TASK GOAL> Output the data that follows exactly, line for line.

RECORDED INFORMATION>
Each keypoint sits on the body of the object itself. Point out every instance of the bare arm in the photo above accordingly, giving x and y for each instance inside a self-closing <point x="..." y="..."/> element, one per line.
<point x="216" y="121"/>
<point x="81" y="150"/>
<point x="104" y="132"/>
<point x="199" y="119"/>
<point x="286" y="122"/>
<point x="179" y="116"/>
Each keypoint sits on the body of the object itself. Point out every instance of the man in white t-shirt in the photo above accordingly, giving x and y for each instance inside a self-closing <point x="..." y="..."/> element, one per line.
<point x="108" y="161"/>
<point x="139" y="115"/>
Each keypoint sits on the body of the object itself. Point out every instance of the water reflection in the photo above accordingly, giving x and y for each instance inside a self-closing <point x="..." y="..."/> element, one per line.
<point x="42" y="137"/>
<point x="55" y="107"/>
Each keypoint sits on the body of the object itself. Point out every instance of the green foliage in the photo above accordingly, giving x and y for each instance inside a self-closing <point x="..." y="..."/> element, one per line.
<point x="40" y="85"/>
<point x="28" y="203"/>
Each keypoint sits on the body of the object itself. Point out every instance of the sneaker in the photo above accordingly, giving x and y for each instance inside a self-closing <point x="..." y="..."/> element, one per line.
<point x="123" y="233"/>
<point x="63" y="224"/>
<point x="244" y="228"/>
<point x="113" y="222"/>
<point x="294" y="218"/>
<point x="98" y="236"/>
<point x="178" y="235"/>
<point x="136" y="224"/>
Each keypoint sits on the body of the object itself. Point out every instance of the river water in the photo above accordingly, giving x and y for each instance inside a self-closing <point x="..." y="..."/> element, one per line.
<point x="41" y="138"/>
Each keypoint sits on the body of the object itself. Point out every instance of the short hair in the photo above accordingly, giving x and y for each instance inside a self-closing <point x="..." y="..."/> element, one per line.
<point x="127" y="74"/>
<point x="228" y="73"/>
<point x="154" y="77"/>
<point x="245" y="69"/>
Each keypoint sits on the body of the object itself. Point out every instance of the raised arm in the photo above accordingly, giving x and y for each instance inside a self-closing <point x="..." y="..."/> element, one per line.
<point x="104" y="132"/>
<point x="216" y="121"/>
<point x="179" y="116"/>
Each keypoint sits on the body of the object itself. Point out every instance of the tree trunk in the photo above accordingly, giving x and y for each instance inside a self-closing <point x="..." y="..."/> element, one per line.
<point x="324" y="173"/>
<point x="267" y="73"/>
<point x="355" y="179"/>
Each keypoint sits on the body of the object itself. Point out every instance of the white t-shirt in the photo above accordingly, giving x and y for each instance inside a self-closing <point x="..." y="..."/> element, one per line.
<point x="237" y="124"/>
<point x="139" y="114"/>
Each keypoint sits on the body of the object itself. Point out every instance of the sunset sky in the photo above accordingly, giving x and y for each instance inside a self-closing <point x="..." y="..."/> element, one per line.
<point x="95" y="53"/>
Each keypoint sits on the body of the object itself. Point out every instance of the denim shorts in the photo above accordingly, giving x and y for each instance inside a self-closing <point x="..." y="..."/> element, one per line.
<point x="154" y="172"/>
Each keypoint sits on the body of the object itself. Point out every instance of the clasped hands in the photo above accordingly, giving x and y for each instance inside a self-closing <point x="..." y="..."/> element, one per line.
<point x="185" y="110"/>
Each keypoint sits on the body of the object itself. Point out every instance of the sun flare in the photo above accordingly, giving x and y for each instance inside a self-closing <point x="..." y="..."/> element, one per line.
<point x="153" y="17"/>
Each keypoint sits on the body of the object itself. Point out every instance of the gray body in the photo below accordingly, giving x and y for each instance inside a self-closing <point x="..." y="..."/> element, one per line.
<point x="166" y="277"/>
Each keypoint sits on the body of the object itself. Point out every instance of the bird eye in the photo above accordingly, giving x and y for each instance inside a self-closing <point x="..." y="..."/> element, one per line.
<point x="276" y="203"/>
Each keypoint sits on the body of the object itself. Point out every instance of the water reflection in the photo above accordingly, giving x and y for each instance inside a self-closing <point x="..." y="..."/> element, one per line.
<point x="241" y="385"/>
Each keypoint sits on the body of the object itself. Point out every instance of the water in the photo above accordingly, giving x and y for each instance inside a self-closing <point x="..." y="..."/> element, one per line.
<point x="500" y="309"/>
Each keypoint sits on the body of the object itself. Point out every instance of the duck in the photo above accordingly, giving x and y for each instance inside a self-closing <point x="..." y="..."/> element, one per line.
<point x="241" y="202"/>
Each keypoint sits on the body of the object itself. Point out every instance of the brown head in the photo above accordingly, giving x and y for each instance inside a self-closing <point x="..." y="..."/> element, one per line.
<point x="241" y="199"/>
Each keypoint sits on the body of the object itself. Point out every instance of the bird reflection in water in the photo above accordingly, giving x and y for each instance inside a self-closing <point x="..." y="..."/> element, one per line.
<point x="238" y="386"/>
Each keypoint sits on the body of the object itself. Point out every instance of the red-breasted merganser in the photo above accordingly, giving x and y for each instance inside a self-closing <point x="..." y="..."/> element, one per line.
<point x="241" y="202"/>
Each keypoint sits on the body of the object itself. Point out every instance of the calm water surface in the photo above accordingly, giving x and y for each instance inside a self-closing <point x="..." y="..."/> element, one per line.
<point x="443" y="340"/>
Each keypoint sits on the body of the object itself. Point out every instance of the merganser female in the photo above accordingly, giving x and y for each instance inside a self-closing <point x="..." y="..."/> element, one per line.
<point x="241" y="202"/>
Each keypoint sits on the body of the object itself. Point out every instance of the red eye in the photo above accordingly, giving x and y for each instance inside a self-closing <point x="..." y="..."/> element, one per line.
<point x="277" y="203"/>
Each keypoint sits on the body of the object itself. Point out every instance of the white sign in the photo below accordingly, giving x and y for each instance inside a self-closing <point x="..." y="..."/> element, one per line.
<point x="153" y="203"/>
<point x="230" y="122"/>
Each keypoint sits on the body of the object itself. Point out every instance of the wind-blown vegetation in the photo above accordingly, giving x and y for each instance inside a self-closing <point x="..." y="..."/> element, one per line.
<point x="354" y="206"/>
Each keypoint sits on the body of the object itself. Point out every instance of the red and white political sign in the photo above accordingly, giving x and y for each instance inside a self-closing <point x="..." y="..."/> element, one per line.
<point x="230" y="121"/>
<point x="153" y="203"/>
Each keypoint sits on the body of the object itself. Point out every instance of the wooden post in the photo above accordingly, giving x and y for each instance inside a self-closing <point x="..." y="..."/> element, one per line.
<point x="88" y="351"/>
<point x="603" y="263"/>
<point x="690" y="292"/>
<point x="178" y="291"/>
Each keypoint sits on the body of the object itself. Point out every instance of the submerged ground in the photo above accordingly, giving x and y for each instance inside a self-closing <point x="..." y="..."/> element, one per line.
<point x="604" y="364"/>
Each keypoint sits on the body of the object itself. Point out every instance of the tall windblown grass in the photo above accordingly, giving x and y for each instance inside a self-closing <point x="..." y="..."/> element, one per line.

EXERCISE SOLUTION>
Each keypoint sits on the body of the object itself. Point out every instance of the bare arm in the photo above accordingly, giving x and y for each instance inside a self-closing <point x="..." y="..."/> element, one per line.
<point x="216" y="121"/>
<point x="81" y="150"/>
<point x="104" y="132"/>
<point x="199" y="119"/>
<point x="286" y="122"/>
<point x="179" y="116"/>
Each keypoint sits on the body of the object itself. Point out every instance of the man in white t-shirt in the photo above accordingly, giving x and y for each instance inside a self-closing <point x="..." y="..."/> element, one per line.
<point x="108" y="161"/>
<point x="139" y="115"/>
Each keypoint sits on the body of the object itself. Point out every instance of the water reflection in the photo above accordingly, giving x and y for each instance inside a self-closing <point x="..." y="..."/> element, one per line.
<point x="42" y="137"/>
<point x="55" y="107"/>
Each keypoint sits on the body of the object itself. Point out every instance of the green foliage in the photo above accordingly, giving x and y for each instance inside a self-closing <point x="..." y="..."/> element, one per line.
<point x="40" y="85"/>
<point x="28" y="203"/>
Each keypoint sits on the body of the object itself. Point out every instance of the sneaker in the photo above accordingly, giving x and y for each instance inside a self-closing <point x="..." y="..."/> element, one per line.
<point x="123" y="233"/>
<point x="63" y="224"/>
<point x="244" y="228"/>
<point x="113" y="222"/>
<point x="294" y="218"/>
<point x="98" y="236"/>
<point x="178" y="235"/>
<point x="136" y="224"/>
Each keypoint sits on the body of the object itself. Point out every instance of the river water in the photo above accordingly, giving x and y for each instance inside a self-closing <point x="..." y="..."/> element, one per line.
<point x="41" y="138"/>
Each keypoint sits on the body of the object itself. Point out every instance of the short hair in the photo above accordingly, giving x and y for each instance inside a self-closing <point x="..." y="..."/> element, one per line.
<point x="127" y="74"/>
<point x="228" y="73"/>
<point x="154" y="77"/>
<point x="245" y="69"/>
Each keypoint sits on the body of the object itself. Point out every instance of the raised arm in the photo above accordingly, giving x and y for each instance inside a self-closing <point x="..." y="..."/> element, one per line.
<point x="104" y="132"/>
<point x="216" y="121"/>
<point x="179" y="116"/>
Each keypoint sits on the body of the object itself. Point out every instance of the tree trunk in the photo above accordingly, giving x and y for each instance inside a self-closing <point x="..." y="..."/> element, one per line.
<point x="324" y="173"/>
<point x="267" y="73"/>
<point x="355" y="179"/>
Each keypoint sits on the body of the object itself. Point out every instance of the white t-shirt in the photo above accordingly, giving x and y for each instance inside a self-closing <point x="..." y="..."/> element, one per line.
<point x="237" y="124"/>
<point x="139" y="114"/>
Each keypoint sits on the body of the object itself. Point out every instance of the sunset sky in the photo above accordingly, giving x and y for each instance inside a self-closing <point x="..." y="..."/> element, one per line.
<point x="95" y="53"/>
Each keypoint sits on the body of the object itself. Point out every instance of the denim shorts in the photo above accordingly, giving x and y for each instance inside a self-closing <point x="..." y="..."/> element, one per line.
<point x="154" y="172"/>
Each keypoint sits on the body of the object itself. Point out every instance of the clasped hands in the photo above accordingly, giving x and y for each instance inside a self-closing <point x="..." y="..."/> element, one per line.
<point x="185" y="110"/>
Each keypoint sits on the body of the object itself. Point out every instance of the sun flare in the photo above accordingly, giving x and y for each instance inside a self-closing <point x="..." y="..."/> element, one per line.
<point x="153" y="17"/>
Each keypoint sits on the body of the object itself. Point out every instance of the gray body in the photo below accordingly, giving x and y for each instance inside a self-closing <point x="..." y="..."/> element, one per line.
<point x="166" y="277"/>
Each keypoint sits on the body of the object itself. Point out every instance of the bird eye in the photo above accordingly, giving x and y for each instance inside a self-closing <point x="..." y="..."/> element, one per line.
<point x="276" y="203"/>
Each keypoint sits on the body of the object itself. Point out every instance of the water reflection in the photo above accordingly, giving x and y for each instance inside a self-closing <point x="..." y="..."/> element, one per line.
<point x="241" y="385"/>
Each keypoint sits on the body of the object itself. Point out every instance of the water in the photo above accordingly, giving x and y for each instance inside a self-closing <point x="..." y="..."/> element, one per line.
<point x="500" y="309"/>
Each keypoint sits on the body of the object itself. Point out every instance of the duck in the photo above accordingly, giving x and y for each instance inside a self-closing <point x="..." y="..."/> element, one per line.
<point x="241" y="202"/>
Each keypoint sits on the body of the object itself. Point out every instance of the brown head in the photo above accordingly, giving x and y for each instance inside a self-closing <point x="..." y="..."/> element, one per line.
<point x="241" y="199"/>
Each keypoint sits on the body of the object itself. Point out every instance of the bird reflection in water in the photo above accordingly, giving x and y for each instance inside a self-closing <point x="..." y="..."/> element, one per line.
<point x="238" y="386"/>
Each keypoint sits on the body of the object itself. Point out every instance of the red-breasted merganser in the photo above accordingly, giving x and y for each instance inside a self-closing <point x="..." y="..."/> element, one per line.
<point x="241" y="202"/>
Each keypoint sits on the body of the object itself. Point out every instance of the calm water surface in the photo above accordingly, giving x and y for each instance inside a self-closing <point x="..." y="..."/> element, one per line.
<point x="443" y="340"/>
Each keypoint sits on the body of the object itself. Point out every instance of the merganser female in the photo above accordingly, giving x and y for each instance inside a self-closing <point x="..." y="..."/> element, one per line.
<point x="241" y="202"/>
Each keypoint sits on the body of the object itself. Point out every instance of the red eye in the photo above accordingly, giving x and y for each instance inside a self-closing <point x="..." y="..."/> element, one per line.
<point x="277" y="203"/>
Each keypoint sits on the body of the object itself. Point out every instance of the white sign in the photo below accordingly, giving x and y for each instance inside a self-closing <point x="..." y="..."/> element, one per line.
<point x="153" y="203"/>
<point x="230" y="122"/>
Each keypoint sits on the body of the object itself. Point out every instance of the wind-blown vegetation in the photo above accordingly, giving x and y for each instance inside a self-closing <point x="..." y="..."/> element, one per line.
<point x="354" y="206"/>
Each keypoint sits on the body of the object itself. Point out every instance of the red and white political sign in the photo above accordingly, giving x and y for each instance inside a self-closing <point x="..." y="..."/> element, one per line.
<point x="230" y="121"/>
<point x="153" y="203"/>
Each keypoint sits on the body of the object itself. Point out every instance of the wooden post in the photo above accordingly, giving x and y for each instance inside a self-closing <point x="..." y="..."/> element, one per line.
<point x="88" y="351"/>
<point x="603" y="263"/>
<point x="690" y="292"/>
<point x="178" y="291"/>
Each keypoint sits on the body of the object itself. Point out every instance of the submerged ground in the photo above accordingly, giving x and y for each instance inside a self-closing <point x="..." y="..."/> element, one per line.
<point x="604" y="364"/>
Each keypoint sits on the body of the object itself. Point out every instance of the tall windblown grass in the photo above accordingly, giving x and y for each instance inside a self-closing <point x="..." y="..."/> element, one per line.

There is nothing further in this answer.